▶ **Activity**: The pictures get left out, but everything else in the listing below must be duplicated exactly.

▶ **Dataset records**:
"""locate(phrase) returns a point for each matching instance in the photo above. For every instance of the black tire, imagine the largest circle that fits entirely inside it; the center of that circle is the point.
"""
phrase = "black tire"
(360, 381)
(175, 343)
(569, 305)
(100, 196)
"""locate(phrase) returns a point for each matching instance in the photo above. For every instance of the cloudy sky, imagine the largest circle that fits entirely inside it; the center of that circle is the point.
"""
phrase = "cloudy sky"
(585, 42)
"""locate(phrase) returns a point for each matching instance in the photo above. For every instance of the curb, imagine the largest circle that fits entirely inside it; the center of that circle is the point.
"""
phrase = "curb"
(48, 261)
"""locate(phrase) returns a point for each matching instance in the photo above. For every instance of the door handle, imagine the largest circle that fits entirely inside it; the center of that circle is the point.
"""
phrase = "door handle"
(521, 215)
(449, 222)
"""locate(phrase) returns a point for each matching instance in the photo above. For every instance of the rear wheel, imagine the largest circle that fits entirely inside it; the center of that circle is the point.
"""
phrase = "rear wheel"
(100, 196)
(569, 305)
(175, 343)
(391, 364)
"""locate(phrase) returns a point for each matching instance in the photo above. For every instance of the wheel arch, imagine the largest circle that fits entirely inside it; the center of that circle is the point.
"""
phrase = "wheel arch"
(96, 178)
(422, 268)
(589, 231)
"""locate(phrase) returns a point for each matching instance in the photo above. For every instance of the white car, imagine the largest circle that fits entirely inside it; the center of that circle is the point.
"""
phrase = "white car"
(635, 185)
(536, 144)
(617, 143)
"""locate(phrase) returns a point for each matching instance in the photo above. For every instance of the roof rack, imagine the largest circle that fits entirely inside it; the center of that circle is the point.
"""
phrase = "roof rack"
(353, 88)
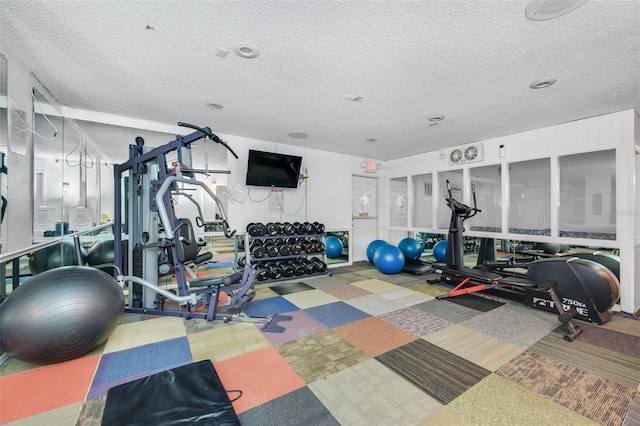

▶ **Response to the task**:
"""locate(phrase) returns a point for each matching instance in the photo above. For every instance of the black tire, imagine the largest circle that fits entirely inside it; the center of that circle is the point.
"""
phrase = "black tire"
(360, 381)
(175, 343)
(569, 305)
(100, 196)
"""locate(phrase) returns a point for each matching instance in the photo above. For every instance of the cloudy sky, imagine the largest circle that fits entirely inside it; the center of that circle is the point.
"""
phrase = "cloudy sky"
(585, 42)
"""locate(phrase) returns a point for each matching instance in the photo above. For every instance of the curb, imagine the largest circle that fits entirely inside it; the center of that circle is the point.
"""
phrase = "curb"
(48, 261)
"""locate(phrase) returns a point for each matching instance in the photo above. For every instance of the door handle, imagine the largest circle that fits entirely inside it; the center of that circle is the point.
"""
phrase = "door handle"
(521, 215)
(449, 222)
"""locate(phrase) returns a point for each matching instance in the photo above. For every instance of the rear wheel, imagine the largest circle that fits entirely inside it; the center of that circle is the point.
"""
phrase = "rear wheel"
(100, 196)
(569, 305)
(175, 343)
(391, 364)
"""locate(phrase) returns a point for each matching instance in the photo above. For every instance of the wheel arch, imagine the largest circle that fits entirely inside it; the center of that circle is the point.
"""
phrase = "wheel arch"
(96, 178)
(422, 268)
(589, 231)
"""locate(phrase) returns a point for each matching instance in the photo above. For every instance of the white car, imagine the largest circle that fits entirely inside it; the center of that circle is the point.
"""
phrase = "white car"
(635, 185)
(536, 144)
(617, 143)
"""locate(phrase) returns a point for each matching instance in the photo above. For every instance of the roof rack, imagine the largest circle that fits entirely inside it; the center of that circle is the point.
"""
phrase = "roof rack"
(353, 88)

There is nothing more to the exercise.